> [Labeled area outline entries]
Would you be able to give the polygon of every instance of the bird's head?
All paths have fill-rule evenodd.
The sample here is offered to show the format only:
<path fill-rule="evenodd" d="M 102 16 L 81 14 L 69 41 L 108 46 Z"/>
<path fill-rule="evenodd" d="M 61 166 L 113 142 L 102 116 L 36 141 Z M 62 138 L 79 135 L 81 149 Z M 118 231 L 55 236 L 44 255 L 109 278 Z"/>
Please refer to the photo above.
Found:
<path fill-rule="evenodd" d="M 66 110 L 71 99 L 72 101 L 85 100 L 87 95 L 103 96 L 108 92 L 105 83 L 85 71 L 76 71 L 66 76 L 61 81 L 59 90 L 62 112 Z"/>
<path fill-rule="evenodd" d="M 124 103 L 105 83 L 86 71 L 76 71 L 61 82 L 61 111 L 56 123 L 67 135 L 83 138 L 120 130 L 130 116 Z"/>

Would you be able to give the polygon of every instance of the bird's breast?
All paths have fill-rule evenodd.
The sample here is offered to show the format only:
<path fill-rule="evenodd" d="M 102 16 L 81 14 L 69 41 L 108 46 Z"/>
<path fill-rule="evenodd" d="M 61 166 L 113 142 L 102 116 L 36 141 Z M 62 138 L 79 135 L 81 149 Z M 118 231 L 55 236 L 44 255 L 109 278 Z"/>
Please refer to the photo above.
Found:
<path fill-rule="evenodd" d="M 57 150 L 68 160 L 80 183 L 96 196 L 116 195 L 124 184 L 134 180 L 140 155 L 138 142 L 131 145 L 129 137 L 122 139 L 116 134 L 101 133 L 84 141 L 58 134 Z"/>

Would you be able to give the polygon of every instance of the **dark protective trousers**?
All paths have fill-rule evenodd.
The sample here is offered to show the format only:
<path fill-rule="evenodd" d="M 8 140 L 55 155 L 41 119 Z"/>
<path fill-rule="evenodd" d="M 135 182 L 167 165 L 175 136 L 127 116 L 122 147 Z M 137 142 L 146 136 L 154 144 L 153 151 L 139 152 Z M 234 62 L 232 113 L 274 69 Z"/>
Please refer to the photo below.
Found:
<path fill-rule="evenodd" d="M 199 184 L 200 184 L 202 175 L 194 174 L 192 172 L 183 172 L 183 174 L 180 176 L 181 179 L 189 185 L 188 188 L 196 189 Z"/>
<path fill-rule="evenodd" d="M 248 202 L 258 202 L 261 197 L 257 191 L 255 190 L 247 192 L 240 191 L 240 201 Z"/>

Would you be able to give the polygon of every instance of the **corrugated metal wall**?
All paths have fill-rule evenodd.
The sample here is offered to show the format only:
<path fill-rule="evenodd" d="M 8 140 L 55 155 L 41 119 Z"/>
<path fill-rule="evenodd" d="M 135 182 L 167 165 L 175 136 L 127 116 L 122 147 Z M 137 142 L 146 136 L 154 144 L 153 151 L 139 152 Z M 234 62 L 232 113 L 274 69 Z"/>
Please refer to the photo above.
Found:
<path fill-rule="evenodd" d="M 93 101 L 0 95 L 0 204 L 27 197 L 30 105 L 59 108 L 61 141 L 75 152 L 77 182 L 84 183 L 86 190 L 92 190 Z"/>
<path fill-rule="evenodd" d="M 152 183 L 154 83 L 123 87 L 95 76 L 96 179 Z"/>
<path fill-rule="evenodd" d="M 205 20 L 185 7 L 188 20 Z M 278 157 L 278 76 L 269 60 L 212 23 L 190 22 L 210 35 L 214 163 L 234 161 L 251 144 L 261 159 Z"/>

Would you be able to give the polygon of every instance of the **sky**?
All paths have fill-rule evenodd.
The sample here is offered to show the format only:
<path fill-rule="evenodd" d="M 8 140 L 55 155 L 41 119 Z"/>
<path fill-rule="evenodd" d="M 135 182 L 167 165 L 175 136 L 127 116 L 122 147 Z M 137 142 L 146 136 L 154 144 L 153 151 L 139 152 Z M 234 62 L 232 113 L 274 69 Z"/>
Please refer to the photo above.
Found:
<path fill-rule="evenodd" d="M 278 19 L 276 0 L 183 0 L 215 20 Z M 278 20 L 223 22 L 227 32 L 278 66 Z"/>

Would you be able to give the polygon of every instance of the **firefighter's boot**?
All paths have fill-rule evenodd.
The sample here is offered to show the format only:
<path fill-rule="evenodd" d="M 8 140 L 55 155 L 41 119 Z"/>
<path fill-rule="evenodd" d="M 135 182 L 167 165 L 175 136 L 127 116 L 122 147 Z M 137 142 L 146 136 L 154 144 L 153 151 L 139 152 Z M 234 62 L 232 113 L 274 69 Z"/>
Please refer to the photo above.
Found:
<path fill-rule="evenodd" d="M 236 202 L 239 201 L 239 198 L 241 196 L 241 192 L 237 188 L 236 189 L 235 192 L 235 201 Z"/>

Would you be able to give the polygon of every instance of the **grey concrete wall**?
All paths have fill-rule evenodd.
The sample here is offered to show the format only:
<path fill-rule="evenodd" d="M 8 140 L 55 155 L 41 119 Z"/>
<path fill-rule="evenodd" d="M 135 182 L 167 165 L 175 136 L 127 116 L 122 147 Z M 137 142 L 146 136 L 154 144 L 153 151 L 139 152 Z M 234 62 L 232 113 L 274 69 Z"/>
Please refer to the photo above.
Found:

> [Exercise objective] Can you write out every one of the entries above again, swapping each "offered to show" for "included to illustrate" and keeping everything else the same?

> [Solution]
Would you be able to give the polygon of every instance of the bird's head?
All paths have fill-rule evenodd.
The sample here is included to illustrate the format only:
<path fill-rule="evenodd" d="M 102 16 L 81 14 L 69 41 L 108 46 Z"/>
<path fill-rule="evenodd" d="M 61 166 L 113 142 L 102 116 L 36 141 Z M 62 138 L 79 135 L 81 149 Z M 118 231 L 55 236 L 44 255 L 109 278 Z"/>
Please refer to the photo above.
Found:
<path fill-rule="evenodd" d="M 66 110 L 71 99 L 72 101 L 85 100 L 87 95 L 103 96 L 108 92 L 105 83 L 85 71 L 76 71 L 66 76 L 61 81 L 59 90 L 62 112 Z"/>
<path fill-rule="evenodd" d="M 124 103 L 105 83 L 86 71 L 76 71 L 61 82 L 61 111 L 56 123 L 67 135 L 83 138 L 120 130 L 130 116 Z"/>

Would you be able to give the polygon of every instance of the bird's breast?
All paths have fill-rule evenodd.
The sample here is included to illustrate the format only:
<path fill-rule="evenodd" d="M 102 16 L 81 14 L 69 41 L 108 46 Z"/>
<path fill-rule="evenodd" d="M 61 166 L 113 142 L 102 116 L 36 141 Z M 62 138 L 79 135 L 81 149 Z M 118 231 L 55 236 L 44 255 L 109 278 Z"/>
Please refer to the photo above.
Found:
<path fill-rule="evenodd" d="M 57 150 L 68 160 L 80 183 L 96 196 L 116 195 L 124 184 L 134 180 L 140 155 L 138 142 L 131 145 L 129 137 L 122 139 L 116 134 L 101 133 L 84 141 L 58 134 Z"/>

Would you be able to give the polygon of every instance of the **dark protective trousers**?
All paths have fill-rule evenodd.
The sample here is included to illustrate the format only:
<path fill-rule="evenodd" d="M 8 140 L 55 155 L 41 119 Z"/>
<path fill-rule="evenodd" d="M 135 182 L 167 165 L 175 136 L 127 116 L 122 147 Z M 137 142 L 146 136 L 154 144 L 153 151 L 139 152 Z M 234 62 L 232 113 L 274 69 Z"/>
Please refer to the photo below.
Found:
<path fill-rule="evenodd" d="M 199 184 L 200 184 L 202 175 L 194 174 L 192 172 L 183 172 L 183 174 L 180 176 L 181 179 L 189 185 L 188 188 L 196 189 Z"/>
<path fill-rule="evenodd" d="M 248 202 L 258 202 L 261 197 L 257 191 L 255 190 L 247 192 L 240 191 L 240 201 Z"/>

Would you be able to give the polygon of every instance of the **corrugated metal wall**?
All paths have fill-rule evenodd.
The sample here is included to illustrate the format only:
<path fill-rule="evenodd" d="M 8 140 L 55 155 L 41 119 Z"/>
<path fill-rule="evenodd" d="M 135 182 L 167 165 L 175 136 L 127 116 L 122 147 Z M 137 142 L 146 136 L 154 144 L 153 151 L 139 152 Z M 234 62 L 232 113 L 274 69 Z"/>
Please refer to the photo above.
Found:
<path fill-rule="evenodd" d="M 93 101 L 0 95 L 0 204 L 27 197 L 30 105 L 59 108 L 61 141 L 75 152 L 77 182 L 84 183 L 86 190 L 92 190 Z"/>
<path fill-rule="evenodd" d="M 152 183 L 154 83 L 123 87 L 95 76 L 96 179 Z"/>
<path fill-rule="evenodd" d="M 205 20 L 185 7 L 188 20 Z M 278 157 L 278 76 L 269 60 L 212 23 L 190 22 L 210 35 L 214 163 L 234 161 L 251 144 L 261 159 Z"/>

Would you be able to give the polygon of every instance of the **sky**?
All paths have fill-rule evenodd.
The sample here is included to illustrate the format only:
<path fill-rule="evenodd" d="M 8 140 L 55 155 L 41 119 Z"/>
<path fill-rule="evenodd" d="M 135 182 L 167 165 L 175 136 L 127 116 L 122 147 Z M 137 142 L 146 136 L 154 144 L 153 151 L 139 152 Z M 234 62 L 232 113 L 274 69 Z"/>
Please refer to the photo above.
Found:
<path fill-rule="evenodd" d="M 278 19 L 276 0 L 183 0 L 215 20 Z M 278 20 L 223 22 L 227 32 L 278 66 Z"/>

Would you be able to give the polygon of every instance of the **firefighter's boot**?
All paths have fill-rule evenodd.
The sample here is included to illustrate the format only:
<path fill-rule="evenodd" d="M 8 140 L 55 155 L 41 119 Z"/>
<path fill-rule="evenodd" d="M 135 182 L 167 165 L 175 136 L 127 116 L 122 147 Z M 137 142 L 146 136 L 154 144 L 153 151 L 139 152 Z M 234 62 L 232 113 L 274 69 Z"/>
Please refer to the photo above.
Found:
<path fill-rule="evenodd" d="M 236 202 L 239 201 L 239 198 L 241 196 L 241 192 L 237 188 L 236 189 L 235 192 L 235 201 Z"/>

Would you be able to give the polygon of every instance of the **grey concrete wall**?
All paths have fill-rule evenodd.
The sample here is included to illustrate the format only:
<path fill-rule="evenodd" d="M 8 140 L 55 155 L 41 119 Z"/>
<path fill-rule="evenodd" d="M 135 182 L 167 165 L 175 136 L 127 116 L 122 147 Z M 137 142 L 146 136 L 154 144 L 153 151 L 139 152 Z M 234 62 L 232 113 L 274 69 Z"/>
Please refer to the photo above.
Found:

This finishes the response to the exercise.